(Object location annotation data)
· · ·

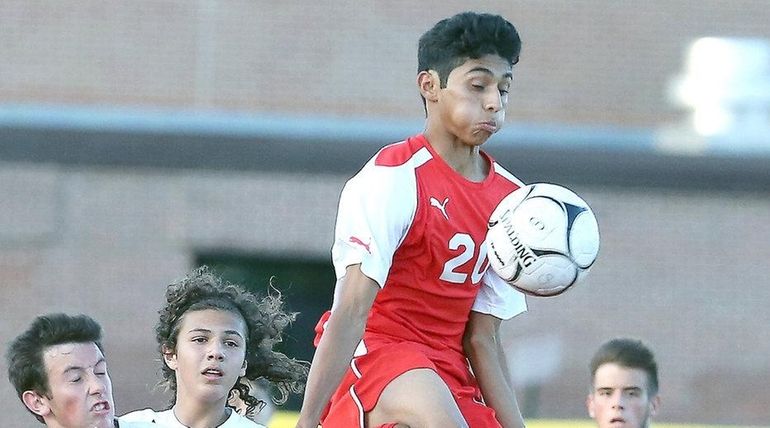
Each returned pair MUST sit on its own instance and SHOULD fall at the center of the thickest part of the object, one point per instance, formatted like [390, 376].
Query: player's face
[210, 355]
[80, 391]
[472, 105]
[620, 399]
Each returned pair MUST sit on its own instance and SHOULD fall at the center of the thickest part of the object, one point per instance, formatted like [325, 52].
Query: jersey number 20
[453, 271]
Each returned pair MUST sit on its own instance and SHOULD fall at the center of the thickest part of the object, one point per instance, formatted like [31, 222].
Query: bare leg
[418, 398]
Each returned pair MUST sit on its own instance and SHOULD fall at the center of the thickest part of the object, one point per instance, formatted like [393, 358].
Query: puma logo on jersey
[441, 206]
[357, 240]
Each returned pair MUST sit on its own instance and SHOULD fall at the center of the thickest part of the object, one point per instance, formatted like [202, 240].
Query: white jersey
[167, 419]
[125, 424]
[418, 229]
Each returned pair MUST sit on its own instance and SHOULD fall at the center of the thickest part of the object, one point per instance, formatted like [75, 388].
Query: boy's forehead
[612, 375]
[60, 357]
[494, 64]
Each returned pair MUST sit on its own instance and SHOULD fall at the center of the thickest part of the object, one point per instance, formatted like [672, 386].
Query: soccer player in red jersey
[410, 257]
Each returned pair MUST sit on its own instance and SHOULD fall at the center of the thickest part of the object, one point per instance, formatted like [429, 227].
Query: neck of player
[464, 158]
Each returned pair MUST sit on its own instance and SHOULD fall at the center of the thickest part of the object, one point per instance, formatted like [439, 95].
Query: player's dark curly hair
[265, 321]
[467, 35]
[24, 357]
[630, 353]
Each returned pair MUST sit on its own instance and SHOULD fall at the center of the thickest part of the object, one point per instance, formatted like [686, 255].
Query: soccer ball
[542, 239]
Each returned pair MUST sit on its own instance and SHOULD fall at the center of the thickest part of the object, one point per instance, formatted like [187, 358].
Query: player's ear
[169, 357]
[590, 405]
[36, 403]
[429, 84]
[654, 405]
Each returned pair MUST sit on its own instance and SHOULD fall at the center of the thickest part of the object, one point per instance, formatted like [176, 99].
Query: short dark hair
[26, 367]
[630, 353]
[265, 321]
[467, 35]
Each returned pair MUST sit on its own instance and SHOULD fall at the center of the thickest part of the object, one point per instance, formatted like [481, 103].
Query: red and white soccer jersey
[417, 228]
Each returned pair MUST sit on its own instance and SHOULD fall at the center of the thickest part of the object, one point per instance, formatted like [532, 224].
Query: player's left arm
[484, 351]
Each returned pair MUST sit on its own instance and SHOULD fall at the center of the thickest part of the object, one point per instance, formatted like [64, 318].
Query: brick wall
[583, 61]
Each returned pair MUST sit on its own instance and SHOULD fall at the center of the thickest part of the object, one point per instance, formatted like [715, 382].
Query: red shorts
[369, 374]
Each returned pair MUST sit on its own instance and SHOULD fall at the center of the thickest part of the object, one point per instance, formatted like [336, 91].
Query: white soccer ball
[542, 239]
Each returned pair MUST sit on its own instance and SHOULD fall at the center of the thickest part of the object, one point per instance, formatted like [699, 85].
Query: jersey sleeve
[375, 211]
[497, 298]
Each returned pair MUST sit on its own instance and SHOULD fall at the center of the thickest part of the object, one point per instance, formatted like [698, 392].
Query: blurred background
[141, 139]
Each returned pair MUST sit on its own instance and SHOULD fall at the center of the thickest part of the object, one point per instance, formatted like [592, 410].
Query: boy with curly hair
[213, 337]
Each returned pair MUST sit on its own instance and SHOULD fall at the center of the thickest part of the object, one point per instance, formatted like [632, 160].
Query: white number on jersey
[451, 272]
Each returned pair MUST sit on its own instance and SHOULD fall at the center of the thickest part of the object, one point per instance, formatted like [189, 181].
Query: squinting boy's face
[80, 391]
[210, 355]
[620, 398]
[472, 105]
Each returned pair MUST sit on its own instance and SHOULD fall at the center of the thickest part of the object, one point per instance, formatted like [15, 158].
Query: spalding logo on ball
[542, 239]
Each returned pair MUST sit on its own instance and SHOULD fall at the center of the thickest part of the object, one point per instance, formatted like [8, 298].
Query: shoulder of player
[398, 154]
[145, 415]
[237, 420]
[502, 172]
[390, 167]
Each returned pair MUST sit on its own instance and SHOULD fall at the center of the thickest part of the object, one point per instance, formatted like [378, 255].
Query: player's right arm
[335, 350]
[375, 210]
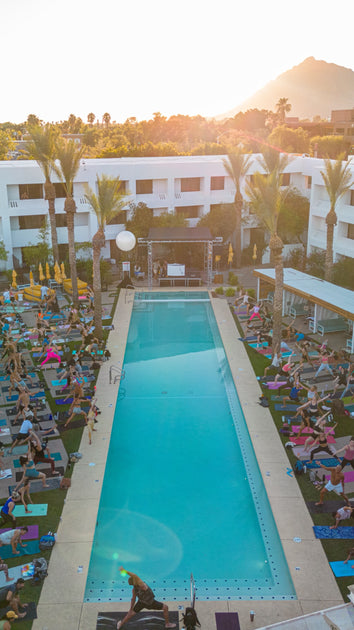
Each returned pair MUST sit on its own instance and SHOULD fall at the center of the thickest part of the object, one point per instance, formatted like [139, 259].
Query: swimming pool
[182, 490]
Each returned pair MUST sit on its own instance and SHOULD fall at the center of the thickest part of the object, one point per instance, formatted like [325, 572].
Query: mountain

· · ·

** Directions **
Give all the entries again exactly, dropping each picture.

** Solution to this task **
Each returned pair MUST sit on its own instance and SHOULD fall at the center of the thickest part of the object, one point per instance, formatted like [390, 376].
Query: player's face
[210, 355]
[80, 391]
[472, 105]
[620, 399]
Each returned pair MUST sit on its own instance and SHOULD fall at the center of the thickest part of the object, one point per instance, formatted like [325, 52].
Query: jersey number 20
[453, 271]
Each returned pair MUST sit on its own instance and SHOULD fall at the center of the thickest part of the object, one point per instance, formatted like [31, 222].
Query: bare leg
[418, 398]
Each returned pair MUST sit on its own instance and SHOULD fall at the center of the thickest part of the object, one point per instance, formatted like [393, 358].
Query: puma logo on jersey
[441, 206]
[357, 240]
Each returned pair MUST sit on its own instance and SHOULD fall at the center of the thickest part of the object, one point per instance, formatted like [202, 240].
Query: white jersey
[167, 419]
[125, 424]
[418, 229]
Each returned pair MUST sit on its own instance and SHOULD fall at the center of the thickest part of the object, one point per instance, formatted like [75, 388].
Query: boy's forehead
[612, 375]
[60, 357]
[494, 64]
Each returned pair MUST sit on its own instance and SHOULD fall at the center of the thickest part of the object, one point per instance, formatted like [672, 386].
Query: soccer player in red jersey
[410, 257]
Each returned pair MUST sit on its own instance and SHOULD fall at the center of the thickest part of the object, one point per instance, formatted like [429, 227].
Query: neck of player
[464, 158]
Each returned pair MUST sit on its own instance and SHOULD fall at the center of the thickest part of the object, one point per instance, formatted like [439, 95].
Query: player's dark curly hair
[265, 321]
[467, 35]
[24, 357]
[630, 353]
Each returned pair MUST sit on its own instance and SHOULD fall at the center of the thickest part of the object, one point per instance, formatted like [686, 255].
Query: soccer ball
[542, 239]
Each returned pair MUST sit on its own instance and SHOULD fall at the center of the thickest part of the object, one point per instance, formatted like [187, 358].
Query: player's ear
[169, 357]
[590, 405]
[36, 403]
[429, 84]
[654, 405]
Each returned pair MUST sit on its own instance and SHOULD fall at the center of the thickest part of the object, one point per instance, formatted like [176, 99].
Query: short dark hair
[26, 367]
[630, 353]
[265, 321]
[467, 35]
Each returned pair MUST sit on its own instance and SHOULD fall at the center of the thickest part of the object, one point per instance, formatted like [481, 103].
Query: red and white soccer jersey
[417, 228]
Each returned pair MUST sit on its own instance and SHOULD fall at the center of the thickest part of the object, one point per instance, formatted like [532, 224].
Query: player's left arm
[484, 351]
Each returned pair MUST sit on its own instance and SHOULD fall at the center of the thickest part of the object, one point per instance, formatted like [64, 318].
Query: brick wall
[583, 61]
Each returned pair MUST sit on its own instance and SHOULD fall at the center of the thickest part of the object, one point per instance, formatted like [715, 382].
Query: red shorts
[369, 374]
Each returned pair MUST sit on its own instance and SHOULD fall at the center of the thickest part of the object, one point per instance, formatted like [336, 91].
Query: white soccer ball
[542, 239]
Each returned pair MUST sit on its own instance and SHOULD fall at the center of the thickest part of the object, one point per instance, formatted like [699, 85].
Query: jersey sleeve
[375, 211]
[497, 298]
Each returned pair MUST sit on its own instance and SHOULD fall at the center of the thickest part of the object, one point per instance, formatted like [698, 392].
Query: blurred background
[141, 139]
Each returned pair MUST sit on its own instance and SHOULD fall at the center of the thickest part of the object, one point per instance, formatted like [592, 410].
Query: boy with curly hair
[213, 337]
Each returned pair MUST sit on its own instance and SHOULD fall at the center of the thickest part of the object, one point per instance, formatted like [632, 160].
Query: white number on jersey
[451, 272]
Each returned pair MUST sit on its own instance and SHOULD fall at the center of the thickest part of the object, one point per instance, formatted like [189, 181].
Query: squinting boy's face
[80, 391]
[210, 355]
[620, 398]
[472, 105]
Each returned pair MUST sit on its own instance and SHOULD fall at the center of the thickest part of the object, one point per instance, formatted like [15, 158].
Query: spalding logo on ball
[542, 239]
Each returned pair MUST sit on its own instance and SHOULD fall at the center of the thickest part of the object, one point per instance, formatted like [8, 298].
Query: shoulder of player
[398, 154]
[145, 415]
[237, 420]
[502, 172]
[390, 167]
Each returned pair MUST sit on its own instance and SHOULD fall at the center of the thickest part of the object, one point per instance, formatted like [378, 255].
Query: player's right arm
[335, 350]
[375, 210]
Each returned pair MUST sit on its own instance and SHOULD fall at the center of the thickest part of the object, one point per instance, formatted like [139, 259].
Query: swimming pool
[182, 490]
Each returned pair MUST sit on its own instance and SHOULD fall at the center of the thickest part of the object, one point per instance, formatted like [325, 572].
Query: mountain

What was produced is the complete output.